Stated task: Report each line of the material below that contains the word "sneaker", copying every such line in full.
Begin
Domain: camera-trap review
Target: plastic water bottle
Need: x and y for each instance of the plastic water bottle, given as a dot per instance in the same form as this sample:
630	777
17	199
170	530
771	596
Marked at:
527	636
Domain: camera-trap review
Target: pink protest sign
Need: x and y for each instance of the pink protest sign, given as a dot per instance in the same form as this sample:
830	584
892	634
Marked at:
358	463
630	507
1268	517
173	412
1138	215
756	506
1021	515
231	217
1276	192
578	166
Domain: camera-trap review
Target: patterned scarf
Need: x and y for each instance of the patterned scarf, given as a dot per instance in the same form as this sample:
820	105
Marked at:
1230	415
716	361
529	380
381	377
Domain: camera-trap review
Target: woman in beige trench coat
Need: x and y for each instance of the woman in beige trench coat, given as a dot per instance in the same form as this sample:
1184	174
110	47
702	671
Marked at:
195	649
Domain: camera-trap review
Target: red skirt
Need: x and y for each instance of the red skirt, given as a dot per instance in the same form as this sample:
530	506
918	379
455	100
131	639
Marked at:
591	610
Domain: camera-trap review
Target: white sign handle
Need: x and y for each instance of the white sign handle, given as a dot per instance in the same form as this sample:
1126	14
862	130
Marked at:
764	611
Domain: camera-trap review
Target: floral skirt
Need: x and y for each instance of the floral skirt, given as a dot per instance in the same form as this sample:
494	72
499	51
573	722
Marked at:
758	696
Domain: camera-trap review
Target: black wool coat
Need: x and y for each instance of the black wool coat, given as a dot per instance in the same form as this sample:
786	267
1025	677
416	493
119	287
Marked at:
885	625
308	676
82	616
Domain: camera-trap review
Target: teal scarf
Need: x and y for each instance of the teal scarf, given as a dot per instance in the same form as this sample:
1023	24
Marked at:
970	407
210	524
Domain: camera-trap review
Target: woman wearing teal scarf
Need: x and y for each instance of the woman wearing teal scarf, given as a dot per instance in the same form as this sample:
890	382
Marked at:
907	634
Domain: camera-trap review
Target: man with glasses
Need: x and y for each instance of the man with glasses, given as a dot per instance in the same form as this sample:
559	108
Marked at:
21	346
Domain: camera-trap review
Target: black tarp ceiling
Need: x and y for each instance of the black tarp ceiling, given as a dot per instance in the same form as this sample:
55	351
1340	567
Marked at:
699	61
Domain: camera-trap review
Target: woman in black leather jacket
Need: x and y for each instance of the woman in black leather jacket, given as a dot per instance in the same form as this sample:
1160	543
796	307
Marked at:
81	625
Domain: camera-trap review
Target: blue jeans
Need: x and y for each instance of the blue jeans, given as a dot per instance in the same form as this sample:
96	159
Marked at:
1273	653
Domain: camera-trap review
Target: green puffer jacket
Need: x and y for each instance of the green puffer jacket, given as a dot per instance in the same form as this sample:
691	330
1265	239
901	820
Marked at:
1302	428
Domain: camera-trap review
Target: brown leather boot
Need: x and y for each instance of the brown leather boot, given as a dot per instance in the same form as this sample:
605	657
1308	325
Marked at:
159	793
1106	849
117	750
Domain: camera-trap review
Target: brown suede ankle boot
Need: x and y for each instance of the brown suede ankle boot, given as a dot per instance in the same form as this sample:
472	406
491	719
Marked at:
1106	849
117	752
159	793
End
Begin
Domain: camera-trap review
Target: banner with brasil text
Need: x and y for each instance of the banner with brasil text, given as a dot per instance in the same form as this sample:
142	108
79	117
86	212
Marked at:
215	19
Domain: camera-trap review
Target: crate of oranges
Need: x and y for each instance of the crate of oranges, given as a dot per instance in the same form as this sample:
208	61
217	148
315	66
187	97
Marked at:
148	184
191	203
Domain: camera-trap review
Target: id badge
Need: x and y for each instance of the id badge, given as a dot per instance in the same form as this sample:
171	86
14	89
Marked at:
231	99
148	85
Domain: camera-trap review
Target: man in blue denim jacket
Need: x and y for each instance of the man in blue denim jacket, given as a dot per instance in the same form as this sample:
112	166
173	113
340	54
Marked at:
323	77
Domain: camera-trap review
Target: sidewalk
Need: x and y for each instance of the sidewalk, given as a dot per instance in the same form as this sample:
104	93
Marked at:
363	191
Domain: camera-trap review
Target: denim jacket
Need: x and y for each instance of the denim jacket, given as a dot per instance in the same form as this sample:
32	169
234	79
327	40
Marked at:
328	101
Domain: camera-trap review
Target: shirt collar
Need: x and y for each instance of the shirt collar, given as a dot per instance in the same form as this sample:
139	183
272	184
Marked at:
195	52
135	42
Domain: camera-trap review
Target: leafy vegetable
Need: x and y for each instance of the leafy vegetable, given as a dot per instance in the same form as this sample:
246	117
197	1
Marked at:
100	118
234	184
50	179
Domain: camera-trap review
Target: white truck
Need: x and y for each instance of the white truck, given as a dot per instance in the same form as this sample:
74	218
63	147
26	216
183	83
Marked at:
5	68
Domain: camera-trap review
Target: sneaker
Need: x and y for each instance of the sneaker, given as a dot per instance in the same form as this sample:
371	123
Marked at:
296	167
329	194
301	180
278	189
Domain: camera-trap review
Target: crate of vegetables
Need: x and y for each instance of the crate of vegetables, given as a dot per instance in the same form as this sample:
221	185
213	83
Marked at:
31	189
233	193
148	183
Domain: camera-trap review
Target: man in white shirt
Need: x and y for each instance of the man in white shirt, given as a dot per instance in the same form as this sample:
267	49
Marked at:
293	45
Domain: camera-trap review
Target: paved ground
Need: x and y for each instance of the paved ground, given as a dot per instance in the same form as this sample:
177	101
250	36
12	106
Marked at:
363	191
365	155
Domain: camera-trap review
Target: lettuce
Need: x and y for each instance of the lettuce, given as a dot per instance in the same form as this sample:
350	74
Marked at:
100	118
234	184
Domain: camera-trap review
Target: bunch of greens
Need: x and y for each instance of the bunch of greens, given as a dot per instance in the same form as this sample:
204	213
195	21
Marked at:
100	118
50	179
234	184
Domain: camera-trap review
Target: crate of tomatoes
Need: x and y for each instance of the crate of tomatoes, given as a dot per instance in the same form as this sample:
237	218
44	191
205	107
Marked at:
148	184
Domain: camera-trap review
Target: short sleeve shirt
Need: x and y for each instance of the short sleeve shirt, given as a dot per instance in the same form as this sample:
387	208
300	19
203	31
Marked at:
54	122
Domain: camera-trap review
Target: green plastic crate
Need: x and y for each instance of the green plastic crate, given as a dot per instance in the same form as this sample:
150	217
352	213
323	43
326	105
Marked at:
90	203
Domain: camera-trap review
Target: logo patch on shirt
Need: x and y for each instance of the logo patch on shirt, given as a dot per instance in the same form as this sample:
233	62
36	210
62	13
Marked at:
End
Reply:
Target: sneaker
Need: x and y for each instance of the sneaker, given as a dot per instance in the same form as this sample:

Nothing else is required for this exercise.